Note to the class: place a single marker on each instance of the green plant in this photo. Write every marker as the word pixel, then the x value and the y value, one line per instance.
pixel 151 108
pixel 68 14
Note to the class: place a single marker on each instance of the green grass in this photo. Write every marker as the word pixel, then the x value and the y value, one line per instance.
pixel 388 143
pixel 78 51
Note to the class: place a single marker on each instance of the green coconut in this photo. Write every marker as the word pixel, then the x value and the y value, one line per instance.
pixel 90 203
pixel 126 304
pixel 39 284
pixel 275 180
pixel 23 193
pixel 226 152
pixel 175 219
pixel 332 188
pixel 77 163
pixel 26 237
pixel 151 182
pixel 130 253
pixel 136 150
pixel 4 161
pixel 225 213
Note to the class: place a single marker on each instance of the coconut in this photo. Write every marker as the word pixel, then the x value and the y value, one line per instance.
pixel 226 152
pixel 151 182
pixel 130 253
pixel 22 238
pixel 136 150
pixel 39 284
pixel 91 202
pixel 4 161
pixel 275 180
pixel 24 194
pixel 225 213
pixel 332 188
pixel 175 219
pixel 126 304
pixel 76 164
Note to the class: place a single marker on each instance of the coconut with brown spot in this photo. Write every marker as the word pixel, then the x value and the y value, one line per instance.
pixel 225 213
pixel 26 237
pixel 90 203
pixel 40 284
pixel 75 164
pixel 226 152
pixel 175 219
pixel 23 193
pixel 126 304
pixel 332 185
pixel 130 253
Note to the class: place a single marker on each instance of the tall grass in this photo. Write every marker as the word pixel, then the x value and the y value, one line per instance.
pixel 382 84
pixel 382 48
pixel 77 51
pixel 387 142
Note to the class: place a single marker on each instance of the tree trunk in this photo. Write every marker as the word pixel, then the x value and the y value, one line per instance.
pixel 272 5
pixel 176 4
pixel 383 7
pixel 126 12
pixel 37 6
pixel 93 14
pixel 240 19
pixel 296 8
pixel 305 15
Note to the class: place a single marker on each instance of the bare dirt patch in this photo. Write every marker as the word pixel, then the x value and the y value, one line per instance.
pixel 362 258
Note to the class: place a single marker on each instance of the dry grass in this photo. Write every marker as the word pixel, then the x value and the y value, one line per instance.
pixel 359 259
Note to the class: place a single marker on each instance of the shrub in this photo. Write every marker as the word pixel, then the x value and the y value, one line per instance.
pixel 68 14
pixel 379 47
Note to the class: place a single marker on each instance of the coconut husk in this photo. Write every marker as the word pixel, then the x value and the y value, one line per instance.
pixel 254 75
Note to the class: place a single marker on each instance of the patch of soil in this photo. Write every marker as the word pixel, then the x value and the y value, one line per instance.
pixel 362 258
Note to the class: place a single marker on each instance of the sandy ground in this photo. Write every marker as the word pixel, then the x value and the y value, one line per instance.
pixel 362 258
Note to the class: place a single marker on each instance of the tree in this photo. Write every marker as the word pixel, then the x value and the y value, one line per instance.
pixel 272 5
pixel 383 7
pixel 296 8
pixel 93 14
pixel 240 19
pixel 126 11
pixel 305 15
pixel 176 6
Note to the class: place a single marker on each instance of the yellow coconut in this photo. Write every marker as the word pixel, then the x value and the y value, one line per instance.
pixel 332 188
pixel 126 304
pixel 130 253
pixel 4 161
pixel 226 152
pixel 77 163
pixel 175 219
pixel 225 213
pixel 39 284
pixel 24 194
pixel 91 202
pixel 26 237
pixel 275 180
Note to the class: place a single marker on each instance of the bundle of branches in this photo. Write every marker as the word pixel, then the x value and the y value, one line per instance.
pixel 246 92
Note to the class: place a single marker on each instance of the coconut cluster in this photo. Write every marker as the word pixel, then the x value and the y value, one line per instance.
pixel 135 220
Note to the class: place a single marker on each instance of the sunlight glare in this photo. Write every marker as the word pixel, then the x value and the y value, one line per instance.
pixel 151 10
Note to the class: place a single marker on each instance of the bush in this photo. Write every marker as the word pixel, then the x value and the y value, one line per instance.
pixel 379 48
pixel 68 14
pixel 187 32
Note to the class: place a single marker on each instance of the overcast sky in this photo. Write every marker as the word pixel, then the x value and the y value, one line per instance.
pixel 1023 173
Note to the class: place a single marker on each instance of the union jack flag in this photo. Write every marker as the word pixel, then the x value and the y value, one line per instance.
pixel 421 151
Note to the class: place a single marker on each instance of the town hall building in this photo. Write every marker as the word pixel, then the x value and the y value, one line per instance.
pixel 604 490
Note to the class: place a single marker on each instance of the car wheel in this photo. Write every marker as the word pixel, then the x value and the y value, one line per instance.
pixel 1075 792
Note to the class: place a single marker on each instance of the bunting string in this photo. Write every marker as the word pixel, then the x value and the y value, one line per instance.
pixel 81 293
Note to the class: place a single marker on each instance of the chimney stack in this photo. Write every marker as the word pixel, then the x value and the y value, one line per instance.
= = = = = = =
Please copy out word for word the part of the listing above that opens with the line containing "of the bunting" and runs through the listing's last line.

Note to the class: place a single marker on each instance of the bunting string in this photo. Write every marker as the word pixel, then the x value and the y value, one line per instance.
pixel 81 293
Note to the class: place a single marker on each instance of the chimney stack in this photo. Write every marker as the word pixel, then the x value and the y value, one line per instance.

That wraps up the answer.